Given exercise: Display each line of the records below that contains the string "shown", copied in full.

Data records:

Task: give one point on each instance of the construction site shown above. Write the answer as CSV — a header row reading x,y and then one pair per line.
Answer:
...
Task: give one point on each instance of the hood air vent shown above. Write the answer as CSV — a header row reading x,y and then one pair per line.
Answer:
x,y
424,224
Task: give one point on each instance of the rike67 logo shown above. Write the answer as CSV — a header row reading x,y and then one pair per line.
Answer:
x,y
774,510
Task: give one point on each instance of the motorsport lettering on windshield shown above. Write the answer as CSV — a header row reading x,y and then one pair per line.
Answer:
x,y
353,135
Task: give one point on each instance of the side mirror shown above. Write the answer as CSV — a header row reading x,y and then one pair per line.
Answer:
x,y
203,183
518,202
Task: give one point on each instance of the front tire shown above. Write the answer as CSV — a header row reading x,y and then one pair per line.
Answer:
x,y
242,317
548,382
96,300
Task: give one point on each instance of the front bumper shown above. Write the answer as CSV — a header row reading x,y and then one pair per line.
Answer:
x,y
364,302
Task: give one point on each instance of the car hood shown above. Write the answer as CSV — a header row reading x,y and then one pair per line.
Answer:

Exercise answer:
Task: give one point on each instance of the construction site shown above. Write the answer as CSV — a header row reading x,y and then one pair per line.
Task: give one point on each instance of the hood air vent shown above. Write the answer as CSV — a header row reading x,y and then one pair per line.
Task: give one point on each instance of the rike67 logo shown above. Write the answer as CSV — a header row reading x,y and then one pair per line.
Task: give one point on each instance of the motorsport lettering on windshield shown above. Write the answer as CSV — a header row reading x,y and then one pair per line.
Task: give one point on each instance of the side mirror shown above. Write the answer as CSV — a header row reading x,y and then one pair per line.
Task: give one point on each instance of the front tire shown above. Write the answer as CSV — a header row reading x,y and then one pair per line.
Task: give one point on each instance of the front bumper shown above. Write the answer as CSV — a header row reading x,y and then one pair per line.
Task: give one point on each instance of the car hood shown above. Write the answer as CSV — a header row reading x,y and then one pair per line.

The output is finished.